* [OBJETIVO DO EXERCÍCIO]: Copie, sem nenhuma alteração, as linhas dos registros desde a que contém "TARGET = bicycle seat" até o fim dos registros, incluindo as duas extremidades.
_ _ _
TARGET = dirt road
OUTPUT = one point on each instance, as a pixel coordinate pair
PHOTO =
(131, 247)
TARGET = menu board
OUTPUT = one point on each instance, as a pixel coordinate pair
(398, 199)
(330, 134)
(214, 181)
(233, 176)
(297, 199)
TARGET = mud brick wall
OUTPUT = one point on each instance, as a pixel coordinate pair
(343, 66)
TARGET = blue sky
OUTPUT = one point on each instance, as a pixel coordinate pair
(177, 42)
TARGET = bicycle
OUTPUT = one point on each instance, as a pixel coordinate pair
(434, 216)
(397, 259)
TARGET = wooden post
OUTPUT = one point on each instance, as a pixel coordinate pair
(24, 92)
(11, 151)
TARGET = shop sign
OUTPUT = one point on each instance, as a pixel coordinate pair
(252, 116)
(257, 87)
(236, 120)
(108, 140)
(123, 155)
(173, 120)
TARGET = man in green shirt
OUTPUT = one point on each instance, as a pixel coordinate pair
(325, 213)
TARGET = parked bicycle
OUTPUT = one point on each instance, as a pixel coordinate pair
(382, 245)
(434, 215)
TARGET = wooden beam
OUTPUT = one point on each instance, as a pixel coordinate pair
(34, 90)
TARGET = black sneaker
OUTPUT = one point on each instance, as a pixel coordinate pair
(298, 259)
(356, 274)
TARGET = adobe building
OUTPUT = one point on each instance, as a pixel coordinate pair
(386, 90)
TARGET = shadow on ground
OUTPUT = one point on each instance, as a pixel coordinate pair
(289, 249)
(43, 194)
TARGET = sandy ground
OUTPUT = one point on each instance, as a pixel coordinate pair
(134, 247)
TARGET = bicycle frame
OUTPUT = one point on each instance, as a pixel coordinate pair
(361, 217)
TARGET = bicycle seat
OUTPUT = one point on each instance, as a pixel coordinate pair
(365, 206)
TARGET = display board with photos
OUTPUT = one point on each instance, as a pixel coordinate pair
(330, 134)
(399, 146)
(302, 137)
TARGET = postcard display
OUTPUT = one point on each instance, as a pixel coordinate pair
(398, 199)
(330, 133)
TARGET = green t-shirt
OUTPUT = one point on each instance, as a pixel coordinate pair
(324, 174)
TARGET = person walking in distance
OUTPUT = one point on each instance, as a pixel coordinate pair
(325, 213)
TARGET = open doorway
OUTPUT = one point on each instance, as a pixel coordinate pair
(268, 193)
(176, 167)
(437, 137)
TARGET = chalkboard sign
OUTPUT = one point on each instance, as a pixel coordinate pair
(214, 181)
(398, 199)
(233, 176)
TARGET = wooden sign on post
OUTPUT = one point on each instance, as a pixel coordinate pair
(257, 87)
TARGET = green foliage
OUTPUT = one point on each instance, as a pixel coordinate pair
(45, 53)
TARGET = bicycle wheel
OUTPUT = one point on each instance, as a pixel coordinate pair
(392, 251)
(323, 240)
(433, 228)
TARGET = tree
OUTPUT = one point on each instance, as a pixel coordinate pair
_ _ _
* [SOLUÇÃO ESCRITA]:
TARGET = bicycle seat
OUTPUT = one point on each instance, as a pixel coordinate pair
(365, 206)
TARGET = display board with photos
OUTPUT = one point on each instance, as a pixel coordinate pair
(330, 134)
(399, 146)
(302, 137)
TARGET = postcard display
OUTPUT = one point on each instance, as a pixel coordinate pair
(398, 199)
(330, 133)
TARGET = green t-shirt
OUTPUT = one point on each instance, as a pixel coordinate pair
(324, 174)
TARGET = person walking in distance
OUTPUT = one point on each instance, as a pixel coordinate pair
(325, 213)
TARGET = open doorway
OUTPUT = one point on each instance, as a pixel coordinate pair
(268, 193)
(176, 167)
(437, 137)
TARGET = chalkboard sign
OUTPUT = one point on each instance, as a pixel coordinate pair
(214, 181)
(398, 199)
(233, 176)
TARGET = wooden sign on post
OUTPUT = one point on each instance, as a pixel coordinate pair
(257, 87)
TARGET = green foliage
OUTPUT = one point on each instance, as a pixel coordinate pair
(45, 53)
TARGET = bicycle wheel
OUTPUT = one point on each instance, as a pixel coordinate pair
(392, 251)
(323, 240)
(433, 228)
TARGET = tree
OUTPUT = one point on each instance, as a pixel coordinate pair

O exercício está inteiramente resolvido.